**Problem set:**
1 - Shorten the paragraph of the birding blog that begins "We explored some backroads," keeping its main facts.
2 - Carry on the birding blog from its final line, "This bug stinks!"

**Page text:**
┄┄┄┄┄┄┄┄┄┄

We explored some backroads looking for ways to enter the area. We found many dead ends, an impassable set of train tracks up on a hill, and several "No Trespassing" signs. We decided to enter one of the restricted areas that was restricted to model airplane license holders and no one else. We spoke with some of the model airplane pilots and they pointed us to a nearby road. At the end of the road, we found a dead end with walking access to several roads.

We hopped out of the car and started exploring. The one thing I knew was that the building had a big front door and no windows. We saw two buildings that fit this description right near where we were. Unfortunately, they were surrounded by a few hundred feet of 8-foot tall phragmites.

A possible Barn Owl hiding spot...

I tried to get through the phragmites, but I encountered my two least favorite things - muck and mire. Dad and I tried to find other access points, but all of them proved fruitless.

After a second try into the marsh...

I decided to go back today with some rubber boots on. Even with the rubber boots, I couldn't get close enough to these buildings. Large ponds and rivulets snaked all around. Upon further inspection on Google Maps, I noticed there may be another access road through a local college campus. I think I'll try that next week.

My boots didn't help...

The model airplane club was out in full force. Check out this jet! How cool!

Thursday, January 04, 2007

My Birding Year 2006

2006 was a great year of birding including some wonderful experiences, special lifers, rarities and several trips. I was lucky enough to go to San Francisco, Georgia, Colorado, Florida, and Belgium. I got lifers in all of those places except Florida. Here's a synopsis:

Overall Year List: 312
ABA Year List: 301
NJ Year List: 230

# of lifers: 50
# of ABA lifers: 40

First lifer of 2006: Western Gull
Last lifer: Manx Shearwater

Favorite sighting: Swallow-tailed Kites in Savannah NWR in Georgia

Rarest bird: Fork-tailed Flycatcher in PA

Wednesday, January 03, 2007

This bug stinks!

┄┄┄┄┄┄┄┄┄┄

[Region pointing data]
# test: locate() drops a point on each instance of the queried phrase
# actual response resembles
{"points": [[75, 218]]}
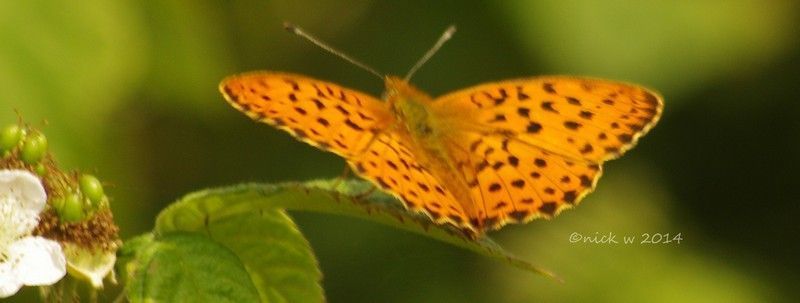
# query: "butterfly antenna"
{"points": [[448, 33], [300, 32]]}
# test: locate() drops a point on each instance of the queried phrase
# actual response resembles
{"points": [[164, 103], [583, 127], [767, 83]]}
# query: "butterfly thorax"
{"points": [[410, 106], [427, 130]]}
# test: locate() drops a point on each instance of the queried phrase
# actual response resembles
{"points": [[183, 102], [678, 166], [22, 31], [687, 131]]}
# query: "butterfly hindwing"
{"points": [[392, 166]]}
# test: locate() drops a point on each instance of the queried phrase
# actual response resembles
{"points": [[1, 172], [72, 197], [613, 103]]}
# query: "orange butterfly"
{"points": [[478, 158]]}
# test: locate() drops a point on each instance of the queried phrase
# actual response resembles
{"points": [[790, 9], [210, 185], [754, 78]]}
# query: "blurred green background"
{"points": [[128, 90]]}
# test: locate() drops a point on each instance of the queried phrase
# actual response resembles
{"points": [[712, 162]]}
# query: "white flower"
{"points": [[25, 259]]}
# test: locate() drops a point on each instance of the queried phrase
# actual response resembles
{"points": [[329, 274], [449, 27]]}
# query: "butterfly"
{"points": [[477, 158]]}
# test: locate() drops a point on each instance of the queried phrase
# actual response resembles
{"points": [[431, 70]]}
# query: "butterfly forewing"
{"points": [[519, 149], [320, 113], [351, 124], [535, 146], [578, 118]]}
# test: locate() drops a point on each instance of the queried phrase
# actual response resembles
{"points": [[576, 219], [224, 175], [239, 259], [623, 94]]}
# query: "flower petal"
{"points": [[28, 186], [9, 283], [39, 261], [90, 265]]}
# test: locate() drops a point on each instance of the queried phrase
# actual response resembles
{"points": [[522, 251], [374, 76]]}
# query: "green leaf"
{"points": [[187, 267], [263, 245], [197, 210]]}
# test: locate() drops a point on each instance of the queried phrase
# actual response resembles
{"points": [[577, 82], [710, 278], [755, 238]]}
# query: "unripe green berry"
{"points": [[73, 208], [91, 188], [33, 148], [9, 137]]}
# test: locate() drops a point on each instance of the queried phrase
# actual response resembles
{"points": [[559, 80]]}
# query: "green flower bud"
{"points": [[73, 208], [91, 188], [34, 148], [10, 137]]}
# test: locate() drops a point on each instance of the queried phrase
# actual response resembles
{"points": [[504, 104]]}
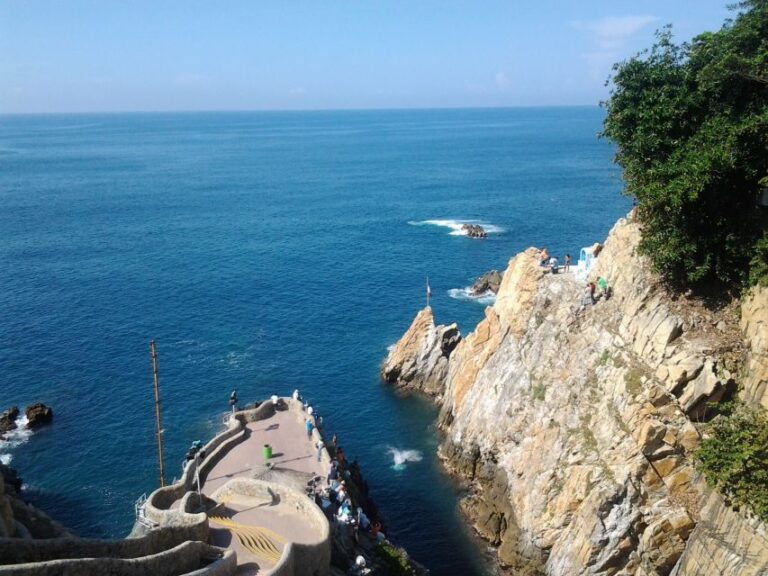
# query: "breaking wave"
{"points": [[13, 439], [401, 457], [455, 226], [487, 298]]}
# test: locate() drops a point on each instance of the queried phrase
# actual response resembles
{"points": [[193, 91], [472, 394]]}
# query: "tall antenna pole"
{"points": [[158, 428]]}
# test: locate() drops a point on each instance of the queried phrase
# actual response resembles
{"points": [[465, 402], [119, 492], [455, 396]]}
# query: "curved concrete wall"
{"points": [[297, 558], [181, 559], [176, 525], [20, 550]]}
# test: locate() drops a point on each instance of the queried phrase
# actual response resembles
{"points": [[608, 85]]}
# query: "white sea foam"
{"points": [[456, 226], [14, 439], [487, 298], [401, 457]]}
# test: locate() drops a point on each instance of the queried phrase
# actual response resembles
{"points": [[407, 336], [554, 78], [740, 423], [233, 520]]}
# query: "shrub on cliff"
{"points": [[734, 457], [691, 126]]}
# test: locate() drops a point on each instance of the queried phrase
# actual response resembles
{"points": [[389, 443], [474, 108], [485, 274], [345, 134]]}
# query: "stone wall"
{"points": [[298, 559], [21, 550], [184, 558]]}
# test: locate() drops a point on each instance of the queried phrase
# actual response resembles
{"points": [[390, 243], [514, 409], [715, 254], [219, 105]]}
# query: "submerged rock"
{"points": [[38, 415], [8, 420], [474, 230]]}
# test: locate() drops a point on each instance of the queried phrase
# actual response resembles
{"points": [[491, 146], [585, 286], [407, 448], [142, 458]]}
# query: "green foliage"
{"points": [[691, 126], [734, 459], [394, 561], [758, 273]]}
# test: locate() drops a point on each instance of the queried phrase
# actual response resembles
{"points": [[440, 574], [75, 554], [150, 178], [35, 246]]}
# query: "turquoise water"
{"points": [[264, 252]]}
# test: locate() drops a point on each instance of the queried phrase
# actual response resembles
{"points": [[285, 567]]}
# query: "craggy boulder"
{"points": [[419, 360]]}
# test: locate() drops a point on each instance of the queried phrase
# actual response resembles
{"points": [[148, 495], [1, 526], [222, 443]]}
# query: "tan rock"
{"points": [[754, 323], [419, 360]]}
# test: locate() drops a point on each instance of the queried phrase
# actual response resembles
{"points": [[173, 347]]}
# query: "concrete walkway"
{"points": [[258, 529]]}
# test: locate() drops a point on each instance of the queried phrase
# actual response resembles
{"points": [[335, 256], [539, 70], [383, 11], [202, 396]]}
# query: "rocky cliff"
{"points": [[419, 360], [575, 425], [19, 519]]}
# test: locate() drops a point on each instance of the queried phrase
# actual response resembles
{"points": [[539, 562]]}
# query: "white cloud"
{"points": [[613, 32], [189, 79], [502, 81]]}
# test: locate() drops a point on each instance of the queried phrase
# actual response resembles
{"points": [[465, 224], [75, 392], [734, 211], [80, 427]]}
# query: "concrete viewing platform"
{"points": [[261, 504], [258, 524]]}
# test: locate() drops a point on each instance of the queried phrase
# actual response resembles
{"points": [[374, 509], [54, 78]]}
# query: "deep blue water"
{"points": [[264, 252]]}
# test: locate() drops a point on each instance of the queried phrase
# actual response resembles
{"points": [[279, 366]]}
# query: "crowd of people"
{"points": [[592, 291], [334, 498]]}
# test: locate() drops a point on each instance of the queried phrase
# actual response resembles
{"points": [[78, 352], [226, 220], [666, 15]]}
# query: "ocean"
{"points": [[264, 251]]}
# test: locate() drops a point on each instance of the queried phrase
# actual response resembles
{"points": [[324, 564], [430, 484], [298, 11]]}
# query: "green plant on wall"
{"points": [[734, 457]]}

┄┄┄┄┄┄┄┄┄┄

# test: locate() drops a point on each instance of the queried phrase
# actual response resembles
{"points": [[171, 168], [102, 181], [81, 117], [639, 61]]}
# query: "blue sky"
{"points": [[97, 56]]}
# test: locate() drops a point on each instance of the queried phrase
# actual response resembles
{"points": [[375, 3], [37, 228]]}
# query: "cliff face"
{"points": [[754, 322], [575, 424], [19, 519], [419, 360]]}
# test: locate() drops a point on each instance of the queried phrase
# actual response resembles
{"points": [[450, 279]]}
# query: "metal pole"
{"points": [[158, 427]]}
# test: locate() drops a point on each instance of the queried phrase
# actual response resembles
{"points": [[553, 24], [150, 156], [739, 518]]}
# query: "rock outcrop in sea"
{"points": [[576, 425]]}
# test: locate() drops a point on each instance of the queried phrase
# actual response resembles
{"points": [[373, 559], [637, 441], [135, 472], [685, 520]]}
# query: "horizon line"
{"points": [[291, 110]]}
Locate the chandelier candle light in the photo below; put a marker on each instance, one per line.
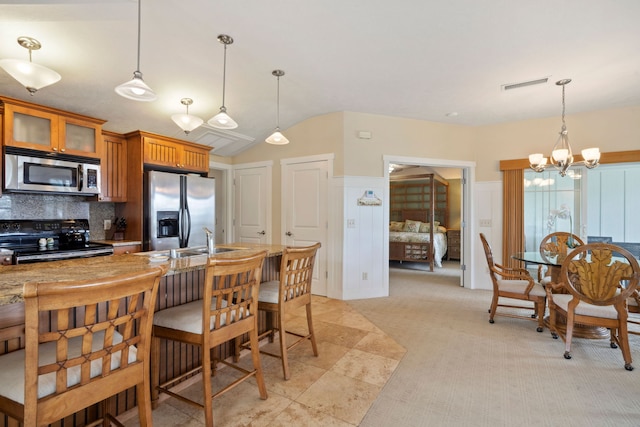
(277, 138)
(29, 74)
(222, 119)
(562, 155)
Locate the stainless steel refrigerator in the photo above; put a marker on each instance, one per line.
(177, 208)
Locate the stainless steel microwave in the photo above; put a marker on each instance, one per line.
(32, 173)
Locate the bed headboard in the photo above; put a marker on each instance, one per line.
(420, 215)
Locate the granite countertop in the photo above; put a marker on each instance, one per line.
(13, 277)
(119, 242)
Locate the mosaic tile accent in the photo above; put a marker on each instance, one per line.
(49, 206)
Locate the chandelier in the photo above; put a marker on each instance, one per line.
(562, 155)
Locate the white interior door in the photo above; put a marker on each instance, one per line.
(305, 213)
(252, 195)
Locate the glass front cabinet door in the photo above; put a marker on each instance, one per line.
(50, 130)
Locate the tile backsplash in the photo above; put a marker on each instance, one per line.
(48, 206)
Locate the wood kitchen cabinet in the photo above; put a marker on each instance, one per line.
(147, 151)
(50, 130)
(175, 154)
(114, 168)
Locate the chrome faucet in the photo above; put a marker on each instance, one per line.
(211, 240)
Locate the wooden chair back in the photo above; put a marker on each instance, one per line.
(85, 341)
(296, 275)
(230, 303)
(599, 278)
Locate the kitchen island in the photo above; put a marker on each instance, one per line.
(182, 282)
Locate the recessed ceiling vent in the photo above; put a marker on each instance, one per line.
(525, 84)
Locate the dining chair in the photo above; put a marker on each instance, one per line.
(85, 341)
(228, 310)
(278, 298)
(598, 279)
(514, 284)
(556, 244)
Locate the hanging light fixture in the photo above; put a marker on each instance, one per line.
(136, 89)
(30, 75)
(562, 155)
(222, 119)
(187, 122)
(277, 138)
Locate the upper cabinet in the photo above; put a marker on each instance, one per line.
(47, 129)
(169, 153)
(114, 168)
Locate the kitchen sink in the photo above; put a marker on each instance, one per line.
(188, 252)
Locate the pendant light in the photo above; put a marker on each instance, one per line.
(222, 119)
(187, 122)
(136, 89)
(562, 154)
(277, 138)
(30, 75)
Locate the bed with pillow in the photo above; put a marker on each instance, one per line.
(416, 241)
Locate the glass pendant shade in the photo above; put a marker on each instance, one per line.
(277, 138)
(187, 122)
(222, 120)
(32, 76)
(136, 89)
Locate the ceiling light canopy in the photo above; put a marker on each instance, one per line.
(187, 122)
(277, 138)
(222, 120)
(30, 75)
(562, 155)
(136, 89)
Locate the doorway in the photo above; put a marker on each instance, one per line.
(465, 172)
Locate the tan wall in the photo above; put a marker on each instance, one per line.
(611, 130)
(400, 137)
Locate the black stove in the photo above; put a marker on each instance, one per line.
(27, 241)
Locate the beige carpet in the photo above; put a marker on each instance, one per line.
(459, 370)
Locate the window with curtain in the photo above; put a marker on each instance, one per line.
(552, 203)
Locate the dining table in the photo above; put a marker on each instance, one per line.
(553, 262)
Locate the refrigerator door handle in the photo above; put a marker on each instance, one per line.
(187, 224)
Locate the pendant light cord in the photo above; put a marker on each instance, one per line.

┄┄┄┄┄┄┄┄┄┄

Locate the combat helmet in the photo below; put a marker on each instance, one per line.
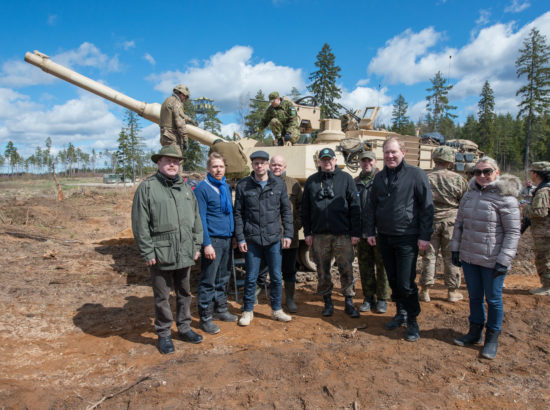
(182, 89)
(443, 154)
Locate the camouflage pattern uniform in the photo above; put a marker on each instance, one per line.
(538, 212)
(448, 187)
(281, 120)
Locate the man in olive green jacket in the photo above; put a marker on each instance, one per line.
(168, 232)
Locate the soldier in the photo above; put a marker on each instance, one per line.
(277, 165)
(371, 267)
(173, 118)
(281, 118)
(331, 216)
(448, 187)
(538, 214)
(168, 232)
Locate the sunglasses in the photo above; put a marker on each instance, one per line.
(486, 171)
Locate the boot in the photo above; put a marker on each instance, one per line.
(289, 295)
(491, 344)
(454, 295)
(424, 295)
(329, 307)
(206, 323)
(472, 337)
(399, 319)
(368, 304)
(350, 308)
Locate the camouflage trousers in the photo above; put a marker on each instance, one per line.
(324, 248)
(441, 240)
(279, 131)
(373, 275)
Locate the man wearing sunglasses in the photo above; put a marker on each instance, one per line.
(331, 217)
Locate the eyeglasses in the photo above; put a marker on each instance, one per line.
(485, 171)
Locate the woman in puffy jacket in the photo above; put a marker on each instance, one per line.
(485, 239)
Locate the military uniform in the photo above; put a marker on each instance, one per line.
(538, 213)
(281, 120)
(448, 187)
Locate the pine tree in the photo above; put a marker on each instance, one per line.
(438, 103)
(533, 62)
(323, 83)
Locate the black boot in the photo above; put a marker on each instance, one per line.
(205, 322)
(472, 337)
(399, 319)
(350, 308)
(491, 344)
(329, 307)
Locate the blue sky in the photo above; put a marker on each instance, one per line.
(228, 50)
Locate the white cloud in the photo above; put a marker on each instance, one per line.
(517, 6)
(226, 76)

┄┄┄┄┄┄┄┄┄┄

**Responses by item number:**
1 - While searching backroads for a way into the area, we hit dead ends, an impassable set of train tracks on a hill, and several "No Trespassing" signs. We entered a section restricted to model airplane license holders, and the pilots there directed us to a nearby road. It ended in a dead end with walking access to several roads.

2 -
If you live in the mid-Atlantic area, keep your eye out for this bug:

The Brown Marmorated Stink Bug

At our annual "Safety & Environmental Fair" at my work back in June, a member of the Rutgers Cooperative Extension handed me a magnet with a picture of this insect that was mocked up like a "wanted" poster. The Brown Marmorated Stink Bug was introduced to the Allentown, PA from Asia in 1996. It's established itself in several counties in NJ and PA and has become a nuisance because it feeds on crop plants. Also, the adult spends the winter indoors and emits a foul odor which can't make homeowners too thrilled.

The reason I'm writing about this bugger is because a co-worker approached me this morning with one perched on his very expensive pen (which I happily squashed). Another co-worker also had one at her desk a few weeks ago. I guess they like my office. I also have a guilty conscience because I think I released one from my house a month or so ago, not realizing what it was. If you see one, please report it to the Rutgers Cooperative Extension.

Tuesday, January 02, 2007

Happy New Year!

Happy New Year to all! Sorry for the lack of posts. It's been a busy few days. Beth and I spent a pretty low-key New Year's Eve playing games with her 6-year old niece, my sister, and her fiance. I highly recommend the board game Cranium for everyone. It is awesome for people of all ages. In fact, all of the games that I've played by the Cranium company are great.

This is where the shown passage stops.